» **PASSAGE SHOWN**
I found this on a blog I love and got a kick out of it! Glad to know I'm not the only one feeling the way I feel (and I'm sure Jay has felt this entire time) Enjoy and smile.....
From a reader-
I am currently 37 weeks pregnant with my second child (another boy!). My first, Jack, is three and is the light of our lives, although we're finding out that three is a challenging age. Envelope pushing is his hobby, I think. But he's funny as all get out and we're left in stitches most of the time.
Anyway, I'm writing because, frankly, I'm scared out of my wits about having another baby. Tell me that I didn't just screw up a good thing by getting pregnant again, even if it was a totally planned pregnancy.
(me with Isaac and newborn Abbey)
Well, all I can do is tell you how I felt.
With every single baby, but the first (because I was clueless), I had TOTAL new baby anxiety. When I'd find out I was pregnant, I'd be overjoyed and blah blah blah, and then morning sickness would set in, my house, schedule, EVERYTHING would become more and more unraveled and I'd just panic. What the heck did I do? I can't handle the kids I have already, I'd think. Why did I think adding another to the mix was a good idea?
And then during the second trimester I'd feel all good and Pottery Barn Kid-ish, where I'd picture everything going so smoothly and color-coordinated and smiley.
And then during the third trimester I'd be huge and tired and crabby and impatient, especially at the end. Those last two weeks (and I mean weeks 38-41...many girls don't get there, and let me tell you, it takes you to a whole new level of pregnancy), I'd really be freaking out. I would look around at my house, at the toys I'd have to kick to the basket, because I couldn't bend down to pick them up. At the laundry basket I couldn't carry. At the meals I didn't have the energy to cook. At the same time I could have pulled that baby out myself. Better out than in, I'd think. I'd be haunted by those words weeks later.
And then again...those first 2 weeks after the birth I was still on a high. "Oh look at me, losing weight, and handling it all so well, and I'm dressed cute too, with my baby in the Bjorn and my clean shiny toddlers at my side!"

» **DATA SUPPLIED**
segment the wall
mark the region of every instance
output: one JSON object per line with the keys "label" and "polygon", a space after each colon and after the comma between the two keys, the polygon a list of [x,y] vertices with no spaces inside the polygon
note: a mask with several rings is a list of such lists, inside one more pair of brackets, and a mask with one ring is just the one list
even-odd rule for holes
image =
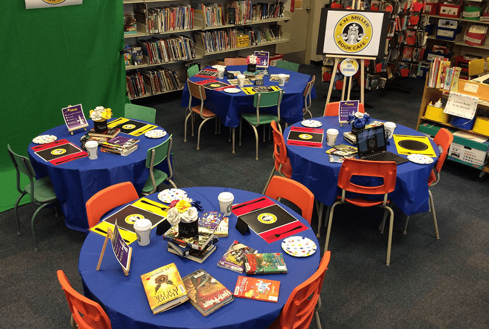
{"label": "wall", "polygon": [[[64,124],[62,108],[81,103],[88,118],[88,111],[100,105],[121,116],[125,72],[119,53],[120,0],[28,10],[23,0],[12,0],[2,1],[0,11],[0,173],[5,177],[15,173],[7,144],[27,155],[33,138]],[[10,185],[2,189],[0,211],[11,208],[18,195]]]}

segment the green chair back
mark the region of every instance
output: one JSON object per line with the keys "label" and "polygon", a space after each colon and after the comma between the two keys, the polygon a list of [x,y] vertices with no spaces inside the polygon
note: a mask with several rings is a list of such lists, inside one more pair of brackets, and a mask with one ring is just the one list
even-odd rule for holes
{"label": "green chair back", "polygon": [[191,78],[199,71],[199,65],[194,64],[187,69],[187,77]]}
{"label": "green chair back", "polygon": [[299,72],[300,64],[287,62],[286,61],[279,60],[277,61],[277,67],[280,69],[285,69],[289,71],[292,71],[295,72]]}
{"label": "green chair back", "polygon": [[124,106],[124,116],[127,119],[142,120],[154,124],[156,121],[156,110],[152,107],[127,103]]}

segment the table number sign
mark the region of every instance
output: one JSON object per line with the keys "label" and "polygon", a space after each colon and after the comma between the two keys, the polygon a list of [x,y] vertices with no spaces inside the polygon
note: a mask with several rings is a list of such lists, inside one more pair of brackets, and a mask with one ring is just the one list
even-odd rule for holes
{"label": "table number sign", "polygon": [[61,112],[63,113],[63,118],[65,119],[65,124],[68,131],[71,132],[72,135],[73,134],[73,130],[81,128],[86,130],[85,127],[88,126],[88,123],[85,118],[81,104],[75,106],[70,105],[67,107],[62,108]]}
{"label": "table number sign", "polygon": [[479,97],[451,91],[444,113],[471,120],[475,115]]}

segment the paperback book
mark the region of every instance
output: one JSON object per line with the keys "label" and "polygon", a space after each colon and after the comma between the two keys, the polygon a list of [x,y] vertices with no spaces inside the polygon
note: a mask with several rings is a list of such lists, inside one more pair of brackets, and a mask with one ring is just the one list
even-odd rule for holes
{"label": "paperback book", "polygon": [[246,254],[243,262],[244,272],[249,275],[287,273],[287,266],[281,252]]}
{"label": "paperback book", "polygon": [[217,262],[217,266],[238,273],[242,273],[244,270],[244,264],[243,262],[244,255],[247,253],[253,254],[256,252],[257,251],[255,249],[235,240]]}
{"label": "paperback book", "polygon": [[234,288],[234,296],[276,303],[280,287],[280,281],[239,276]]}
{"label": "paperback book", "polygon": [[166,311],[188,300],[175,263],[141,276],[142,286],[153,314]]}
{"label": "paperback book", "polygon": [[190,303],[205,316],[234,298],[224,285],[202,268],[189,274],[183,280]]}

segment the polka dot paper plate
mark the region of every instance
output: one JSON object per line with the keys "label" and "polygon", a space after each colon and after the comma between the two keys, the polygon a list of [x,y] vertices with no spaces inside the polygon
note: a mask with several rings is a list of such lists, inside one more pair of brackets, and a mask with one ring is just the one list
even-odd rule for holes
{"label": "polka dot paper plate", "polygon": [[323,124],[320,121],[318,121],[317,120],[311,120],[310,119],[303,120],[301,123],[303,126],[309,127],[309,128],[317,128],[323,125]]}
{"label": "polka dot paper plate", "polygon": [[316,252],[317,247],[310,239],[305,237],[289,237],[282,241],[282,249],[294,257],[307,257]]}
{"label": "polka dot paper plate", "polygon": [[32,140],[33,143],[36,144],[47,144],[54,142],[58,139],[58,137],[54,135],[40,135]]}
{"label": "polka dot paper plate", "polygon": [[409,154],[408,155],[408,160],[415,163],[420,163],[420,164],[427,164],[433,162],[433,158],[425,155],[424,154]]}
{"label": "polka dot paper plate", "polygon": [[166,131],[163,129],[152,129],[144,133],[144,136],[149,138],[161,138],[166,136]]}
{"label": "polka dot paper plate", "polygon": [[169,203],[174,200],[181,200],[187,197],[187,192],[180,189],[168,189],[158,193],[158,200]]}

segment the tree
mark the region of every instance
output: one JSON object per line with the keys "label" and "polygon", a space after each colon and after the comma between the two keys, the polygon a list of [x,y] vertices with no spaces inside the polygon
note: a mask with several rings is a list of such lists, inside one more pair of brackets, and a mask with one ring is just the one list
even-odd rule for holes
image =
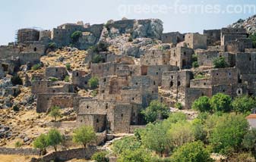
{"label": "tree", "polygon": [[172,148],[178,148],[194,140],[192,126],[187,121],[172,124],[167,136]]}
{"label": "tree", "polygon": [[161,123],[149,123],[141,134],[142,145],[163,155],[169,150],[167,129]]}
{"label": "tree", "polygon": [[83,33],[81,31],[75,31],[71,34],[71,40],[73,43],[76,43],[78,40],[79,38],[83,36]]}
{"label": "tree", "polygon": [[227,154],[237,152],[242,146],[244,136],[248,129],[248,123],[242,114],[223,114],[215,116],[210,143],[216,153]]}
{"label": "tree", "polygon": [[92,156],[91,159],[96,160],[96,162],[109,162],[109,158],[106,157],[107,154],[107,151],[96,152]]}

» **EXERCISE TASKS**
1) Write out the pregnancy blog post from "And then during the second" to "color-coordinated and smiley.".
2) Translate this sentence from the pregnancy blog post into Spanish: "Well, all I can do is tell you how I felt."
3) In the pregnancy blog post, how many weeks pregnant is the reader who writes in?

» **TASK RESULTS**
1)
And then during the second trimester I'd feel all good and Pottery Barn Kid-ish, where I'd picture everything going so smoothly and color-coordinated and smiley.

2) Bueno, lo único que puedo hacer es contarte cómo me sentí.

3) 37 weeks.